Directive: Rewrite all of the items below, requests included, and shift each answer point by adding 72 to both its x and y pixel coordinates. Leave the pictures out of your answer.

Records provided:
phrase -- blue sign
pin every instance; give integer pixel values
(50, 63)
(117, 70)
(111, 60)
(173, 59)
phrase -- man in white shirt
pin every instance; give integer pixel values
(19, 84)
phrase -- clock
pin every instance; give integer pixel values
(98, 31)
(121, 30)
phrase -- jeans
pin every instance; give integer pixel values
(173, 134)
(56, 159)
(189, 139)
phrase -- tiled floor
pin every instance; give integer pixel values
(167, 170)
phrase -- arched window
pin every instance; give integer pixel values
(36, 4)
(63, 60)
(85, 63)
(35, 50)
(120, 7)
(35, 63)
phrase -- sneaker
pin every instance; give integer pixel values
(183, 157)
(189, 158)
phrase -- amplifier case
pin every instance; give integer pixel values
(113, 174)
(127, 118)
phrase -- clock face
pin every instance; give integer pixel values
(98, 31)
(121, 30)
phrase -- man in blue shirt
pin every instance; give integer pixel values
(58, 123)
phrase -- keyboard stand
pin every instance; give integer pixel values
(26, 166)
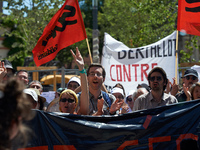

Final result:
phrase -- blue sign
pin every instance; give integer pixel values
(122, 135)
(189, 142)
(183, 132)
(245, 131)
phrase -- man in white shirt
pin every instance; give integer pixel values
(91, 156)
phrase -- clock
pin every instance; give integer pixel values
(170, 103)
(193, 102)
phrase -- jeans
pin every instance; give integer pixel values
(245, 206)
(128, 231)
(261, 211)
phrase -- tiled floor
pin every instance; give integer pixel values
(239, 242)
phrase -- arched window
pin every instance; give integer pixel values
(108, 76)
(135, 132)
(157, 135)
(107, 122)
(192, 79)
(107, 135)
phrase -- sneaker
pin every instance; give integer pixel values
(255, 229)
(261, 230)
phrase -- amplifier case
pin every instance; give integer pixel values
(185, 246)
(199, 190)
phrase -- clock face
pin every instance; give integer pixel values
(170, 103)
(193, 102)
phrase -- man in blue shirt
pin every instance; give integer pixel values
(130, 195)
phrase -- keyboard stand
pin every instance; give integer pixel values
(98, 238)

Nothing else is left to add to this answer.